Records provided
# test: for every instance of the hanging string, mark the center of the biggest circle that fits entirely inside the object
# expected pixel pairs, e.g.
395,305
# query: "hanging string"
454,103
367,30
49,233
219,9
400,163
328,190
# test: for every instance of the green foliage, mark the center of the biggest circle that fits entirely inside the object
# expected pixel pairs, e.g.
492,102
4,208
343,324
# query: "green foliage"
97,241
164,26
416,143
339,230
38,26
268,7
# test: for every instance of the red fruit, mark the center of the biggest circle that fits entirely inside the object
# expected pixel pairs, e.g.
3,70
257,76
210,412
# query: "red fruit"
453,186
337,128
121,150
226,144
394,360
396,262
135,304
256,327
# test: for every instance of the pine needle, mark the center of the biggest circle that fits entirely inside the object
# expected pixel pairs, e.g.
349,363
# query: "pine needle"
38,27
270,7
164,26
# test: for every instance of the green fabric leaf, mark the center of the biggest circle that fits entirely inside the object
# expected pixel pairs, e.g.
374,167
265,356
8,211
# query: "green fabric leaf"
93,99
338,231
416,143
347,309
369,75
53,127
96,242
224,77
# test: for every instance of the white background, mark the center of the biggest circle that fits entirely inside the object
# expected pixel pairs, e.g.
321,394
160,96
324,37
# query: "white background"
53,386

Goal of the exercise
Scan the data for lines containing "biggest" and copy all of them.

Answer space
# test: for every instance of the hanging string, mark the center of the biggest circle that fits entirely inside the object
# test: for every instance of the green foliage, mark the center of the biggest circle that fits entirely inside the object
# test: for every instance of the red fruit, mark the center of the biggest circle that fits entirely inside the object
# test: for every instance of the pine needle, mark the center of the biggest circle that fits entirely inside the object
# test: for every instance of the green fabric leaf, mark the center of the biggest circle that fits entirely inside the object
# test: for every instance of the white background, mark the center of the biggest circle that fits entirely inside the object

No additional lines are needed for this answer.